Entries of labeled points
####################

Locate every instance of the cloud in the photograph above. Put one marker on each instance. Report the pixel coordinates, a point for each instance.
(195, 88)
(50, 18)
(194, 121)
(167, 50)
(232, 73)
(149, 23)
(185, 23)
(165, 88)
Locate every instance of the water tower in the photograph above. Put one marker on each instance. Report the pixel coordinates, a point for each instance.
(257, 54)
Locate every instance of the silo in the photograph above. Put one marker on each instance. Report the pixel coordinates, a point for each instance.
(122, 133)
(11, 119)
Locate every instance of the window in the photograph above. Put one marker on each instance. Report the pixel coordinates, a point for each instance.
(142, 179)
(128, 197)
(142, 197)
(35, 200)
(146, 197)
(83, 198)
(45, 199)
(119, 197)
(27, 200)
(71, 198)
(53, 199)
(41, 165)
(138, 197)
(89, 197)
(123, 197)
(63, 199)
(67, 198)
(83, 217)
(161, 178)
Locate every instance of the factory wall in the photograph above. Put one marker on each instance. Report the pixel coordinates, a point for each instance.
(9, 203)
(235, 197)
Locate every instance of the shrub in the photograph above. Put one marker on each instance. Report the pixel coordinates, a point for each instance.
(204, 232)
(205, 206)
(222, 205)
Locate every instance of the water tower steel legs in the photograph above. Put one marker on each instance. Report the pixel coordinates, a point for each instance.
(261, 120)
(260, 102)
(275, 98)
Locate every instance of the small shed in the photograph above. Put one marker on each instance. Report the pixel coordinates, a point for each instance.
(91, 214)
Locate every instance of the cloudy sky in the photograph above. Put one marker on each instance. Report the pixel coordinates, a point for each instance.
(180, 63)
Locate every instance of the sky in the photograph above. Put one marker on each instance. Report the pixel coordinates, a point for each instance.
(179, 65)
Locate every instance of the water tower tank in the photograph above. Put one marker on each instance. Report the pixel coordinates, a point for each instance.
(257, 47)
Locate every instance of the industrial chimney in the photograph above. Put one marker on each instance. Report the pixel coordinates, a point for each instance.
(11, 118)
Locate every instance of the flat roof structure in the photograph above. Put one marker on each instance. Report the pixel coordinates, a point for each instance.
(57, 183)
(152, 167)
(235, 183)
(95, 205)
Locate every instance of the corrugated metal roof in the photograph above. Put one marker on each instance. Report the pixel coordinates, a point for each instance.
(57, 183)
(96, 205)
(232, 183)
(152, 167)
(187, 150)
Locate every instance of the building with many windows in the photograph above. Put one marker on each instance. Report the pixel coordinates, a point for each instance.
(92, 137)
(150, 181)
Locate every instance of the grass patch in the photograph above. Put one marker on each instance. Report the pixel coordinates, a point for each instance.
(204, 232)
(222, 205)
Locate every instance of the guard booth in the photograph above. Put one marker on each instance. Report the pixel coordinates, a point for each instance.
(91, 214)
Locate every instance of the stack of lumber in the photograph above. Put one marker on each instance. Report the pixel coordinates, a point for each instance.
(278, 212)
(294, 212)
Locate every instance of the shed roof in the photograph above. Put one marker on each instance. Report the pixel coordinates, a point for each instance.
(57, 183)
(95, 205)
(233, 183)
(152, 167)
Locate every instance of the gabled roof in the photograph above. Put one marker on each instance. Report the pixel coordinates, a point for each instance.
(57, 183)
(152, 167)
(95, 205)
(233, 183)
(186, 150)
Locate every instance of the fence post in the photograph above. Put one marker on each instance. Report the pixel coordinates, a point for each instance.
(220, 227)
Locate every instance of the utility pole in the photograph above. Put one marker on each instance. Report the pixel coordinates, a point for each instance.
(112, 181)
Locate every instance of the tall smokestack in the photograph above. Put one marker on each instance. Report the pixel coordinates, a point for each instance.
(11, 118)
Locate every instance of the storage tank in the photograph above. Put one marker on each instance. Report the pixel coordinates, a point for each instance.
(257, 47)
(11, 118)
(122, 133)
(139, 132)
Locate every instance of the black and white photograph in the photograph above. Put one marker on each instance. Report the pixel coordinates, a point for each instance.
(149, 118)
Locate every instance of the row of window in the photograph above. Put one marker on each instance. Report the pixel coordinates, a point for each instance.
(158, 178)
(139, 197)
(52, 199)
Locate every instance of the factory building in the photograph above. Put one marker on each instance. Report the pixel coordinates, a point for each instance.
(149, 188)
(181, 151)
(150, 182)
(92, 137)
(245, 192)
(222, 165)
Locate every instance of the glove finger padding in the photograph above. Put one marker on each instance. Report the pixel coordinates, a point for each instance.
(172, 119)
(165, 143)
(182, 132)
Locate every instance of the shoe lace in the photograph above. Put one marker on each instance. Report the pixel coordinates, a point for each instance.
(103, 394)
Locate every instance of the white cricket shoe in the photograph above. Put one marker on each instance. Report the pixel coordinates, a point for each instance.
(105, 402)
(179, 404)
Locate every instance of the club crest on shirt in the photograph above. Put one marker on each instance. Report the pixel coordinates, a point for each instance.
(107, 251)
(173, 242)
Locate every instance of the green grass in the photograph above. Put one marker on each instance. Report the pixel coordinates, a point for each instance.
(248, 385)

####################

*Required work*: Start at the line that has "Locate every instance of the tall" and go through the last of the entries. Write those lines out again, swapping "marker" for "dot" and leaving everything else unchanged.

*Exercise output*:
Locate every instance of the tall smokestack in the photograph above. Put one dot on each instance. Report the pixel coordinates, a point for each instance.
(11, 118)
Locate every instance of the storage tank in the photograph above. Put one dot on each instance. Report the pixel coordinates, a point for each instance.
(257, 47)
(11, 118)
(122, 133)
(139, 132)
Locate every instance of the black and white photograph in the photograph above. Put one dot on each instance. Report the pixel coordinates, a point for each instance.
(149, 118)
Locate every instance of the row of window in the photograph above. Put one dot on each instance. Report the pixel coordinates, a point for each instance.
(158, 178)
(139, 197)
(52, 199)
Locate every instance of the factory building in the photograph above. Put one dot on each instance. Report the pixel coordinates, a point for each instance.
(149, 188)
(181, 151)
(150, 182)
(92, 137)
(245, 192)
(222, 165)
Locate every instance of the glove finger padding in the photograph above. Put one dot on each instance. Report the pixel coordinates, a point for each instance.
(172, 119)
(165, 143)
(182, 132)
Locate every instance of the shoe lace in the photograph above. Put one dot on each instance. Report the pixel coordinates, a point for each instance.
(103, 394)
Locate every instance of the white cricket shoe in the photograph above. Put one dot on each instance. Report the pixel coordinates, a point for each instance.
(105, 402)
(179, 404)
Locate every instance of the club crest on shirt in the photograph above. Put one dot on each instance. Report the pixel coordinates, a point for each instance.
(107, 251)
(173, 242)
Locate every instance of the green grass in the photograph above. Put one dot on each instance. Report the pixel coordinates, a point for each instance.
(248, 385)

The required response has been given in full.